▶ [DIRECTIVE]: Collect every line of the listing below that contains the string "hair", and copy each one out; uppercase and lowercase count as different.
--- --- ---
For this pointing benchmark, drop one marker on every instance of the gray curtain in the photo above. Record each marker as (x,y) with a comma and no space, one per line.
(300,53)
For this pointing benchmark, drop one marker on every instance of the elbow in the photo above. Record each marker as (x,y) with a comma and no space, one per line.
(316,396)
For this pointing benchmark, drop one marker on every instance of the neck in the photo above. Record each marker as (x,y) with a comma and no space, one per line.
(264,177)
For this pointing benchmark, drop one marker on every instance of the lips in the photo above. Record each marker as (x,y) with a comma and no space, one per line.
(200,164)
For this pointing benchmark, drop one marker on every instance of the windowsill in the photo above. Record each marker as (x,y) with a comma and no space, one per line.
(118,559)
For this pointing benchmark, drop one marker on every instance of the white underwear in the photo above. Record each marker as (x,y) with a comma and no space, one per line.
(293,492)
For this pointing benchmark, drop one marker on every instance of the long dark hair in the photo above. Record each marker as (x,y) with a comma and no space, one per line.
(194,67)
--- --- ---
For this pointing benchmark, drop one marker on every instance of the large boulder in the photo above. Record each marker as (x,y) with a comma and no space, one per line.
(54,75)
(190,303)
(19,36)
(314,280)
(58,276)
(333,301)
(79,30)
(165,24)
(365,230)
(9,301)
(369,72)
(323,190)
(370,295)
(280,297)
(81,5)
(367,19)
--- --- ---
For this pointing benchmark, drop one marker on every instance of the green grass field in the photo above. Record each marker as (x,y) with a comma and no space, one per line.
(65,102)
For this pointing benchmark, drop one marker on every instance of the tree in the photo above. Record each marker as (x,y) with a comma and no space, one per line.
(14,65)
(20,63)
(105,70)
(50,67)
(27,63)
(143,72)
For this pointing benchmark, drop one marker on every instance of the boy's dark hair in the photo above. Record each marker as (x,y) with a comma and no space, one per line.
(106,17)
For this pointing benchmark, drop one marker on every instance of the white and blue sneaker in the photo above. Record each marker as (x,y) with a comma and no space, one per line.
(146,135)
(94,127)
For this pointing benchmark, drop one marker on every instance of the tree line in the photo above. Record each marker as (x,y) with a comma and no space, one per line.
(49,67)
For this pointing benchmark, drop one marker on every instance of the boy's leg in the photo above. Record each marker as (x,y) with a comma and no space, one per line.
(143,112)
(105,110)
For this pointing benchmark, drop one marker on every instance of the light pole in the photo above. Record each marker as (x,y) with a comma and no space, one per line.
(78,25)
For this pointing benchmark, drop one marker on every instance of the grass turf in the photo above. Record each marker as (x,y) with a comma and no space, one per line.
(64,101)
--- --- ---
▶ [SOLVED PROBLEM]:
For this pointing benchmark, drop one marker on every instance of the long dark hair in the photo above. Record each marker as (x,y) with a comma and no space, one per line.
For this pointing benchmark, drop one marker on every instance of the boy's dark hair in the photo above. Record each marker as (x,y) with a comma and no space, one per line.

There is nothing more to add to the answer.